→ Required task
Reproduce the data starting at its first line and ending at the line that contains "[0,9,181,350]", swapping "design team" for "marketing team" and leaving everything else unchanged.

→ Supplied material

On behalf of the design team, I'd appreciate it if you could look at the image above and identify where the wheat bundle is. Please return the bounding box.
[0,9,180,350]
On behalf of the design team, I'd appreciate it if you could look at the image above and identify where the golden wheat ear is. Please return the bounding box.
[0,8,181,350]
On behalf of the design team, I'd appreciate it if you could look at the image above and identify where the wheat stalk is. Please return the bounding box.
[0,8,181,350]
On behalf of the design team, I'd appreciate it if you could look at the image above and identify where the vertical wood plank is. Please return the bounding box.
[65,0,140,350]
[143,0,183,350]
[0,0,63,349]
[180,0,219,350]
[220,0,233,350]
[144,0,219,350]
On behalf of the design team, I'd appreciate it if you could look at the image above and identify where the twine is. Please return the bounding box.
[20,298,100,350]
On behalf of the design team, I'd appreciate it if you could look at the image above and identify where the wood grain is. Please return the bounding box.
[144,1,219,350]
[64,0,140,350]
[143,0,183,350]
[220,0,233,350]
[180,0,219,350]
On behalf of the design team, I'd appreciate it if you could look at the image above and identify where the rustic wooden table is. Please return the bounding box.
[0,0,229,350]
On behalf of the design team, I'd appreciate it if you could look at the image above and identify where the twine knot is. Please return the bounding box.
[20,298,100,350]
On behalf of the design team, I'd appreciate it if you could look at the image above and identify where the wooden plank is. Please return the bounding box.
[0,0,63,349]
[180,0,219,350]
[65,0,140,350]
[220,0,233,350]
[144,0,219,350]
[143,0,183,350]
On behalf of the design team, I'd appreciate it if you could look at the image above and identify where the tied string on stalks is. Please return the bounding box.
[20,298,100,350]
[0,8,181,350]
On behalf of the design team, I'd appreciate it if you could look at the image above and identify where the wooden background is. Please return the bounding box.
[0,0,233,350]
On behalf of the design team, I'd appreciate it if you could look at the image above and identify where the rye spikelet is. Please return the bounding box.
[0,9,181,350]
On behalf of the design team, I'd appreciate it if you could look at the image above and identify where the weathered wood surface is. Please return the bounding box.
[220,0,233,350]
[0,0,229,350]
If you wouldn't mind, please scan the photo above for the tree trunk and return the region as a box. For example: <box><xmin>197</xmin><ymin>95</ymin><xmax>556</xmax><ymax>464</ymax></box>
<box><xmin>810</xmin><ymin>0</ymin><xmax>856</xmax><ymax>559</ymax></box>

→ Written response
On behalf of the marketing team, I'd appreciate it if you could look at the image above and identify where the wheat bundle is. Please return the bounding box.
[0,9,180,350]
On behalf of the marketing team, I'd appreciate it if you could look at the image above and identify where the golden wheat ear is. Please return the bounding box.
[0,8,181,350]
On behalf of the marketing team, I'd appreciate it if you could look at the image above and identify where the wheat stalk is. Please return the bounding box.
[0,8,181,350]
On behalf of the marketing team, I'd appreciate it if you could look at the image above and identify where the vertical wood plank is. Please return the bounding box.
[65,0,140,350]
[143,0,183,350]
[0,0,63,349]
[180,0,219,350]
[220,0,233,350]
[144,0,219,350]
On behalf of the marketing team, I'd appreciate it if you could look at the image above and identify where the twine is. Please return the bounding box.
[20,298,100,350]
On behalf of the marketing team, I'd appreciate it if you could look at the image above and identify where the wood grain is. Please return the bounding box.
[144,1,219,350]
[64,0,140,350]
[143,0,183,350]
[220,0,233,350]
[180,0,219,350]
On behalf of the marketing team, I'd appreciate it if you could look at the image above and identify where the rustic wooden table is. Please return the bounding box.
[0,0,229,350]
On behalf of the marketing team, I'd appreciate it if you could look at the image above and identify where the twine knot is. Please return the bounding box.
[20,298,100,350]
On behalf of the marketing team, I'd appreciate it if you could look at the image above and identify where the wooden plank is. Please return the bounding box.
[0,0,63,349]
[180,0,219,350]
[65,0,140,350]
[220,0,233,350]
[144,0,219,350]
[143,0,183,350]
On behalf of the marketing team, I'd appreciate it if you could look at the image above and identify where the tied string on stalks is. Please return the bounding box.
[20,298,100,350]
[0,8,181,350]
On behalf of the marketing team, I'd appreciate it if you could look at the image above and identify where the wooden background is. Please return the bounding box.
[0,0,233,350]
On behalf of the marketing team, I'd appreciate it if you could look at the image above and identify where the rye spikelet is. Please return the bounding box.
[0,9,181,350]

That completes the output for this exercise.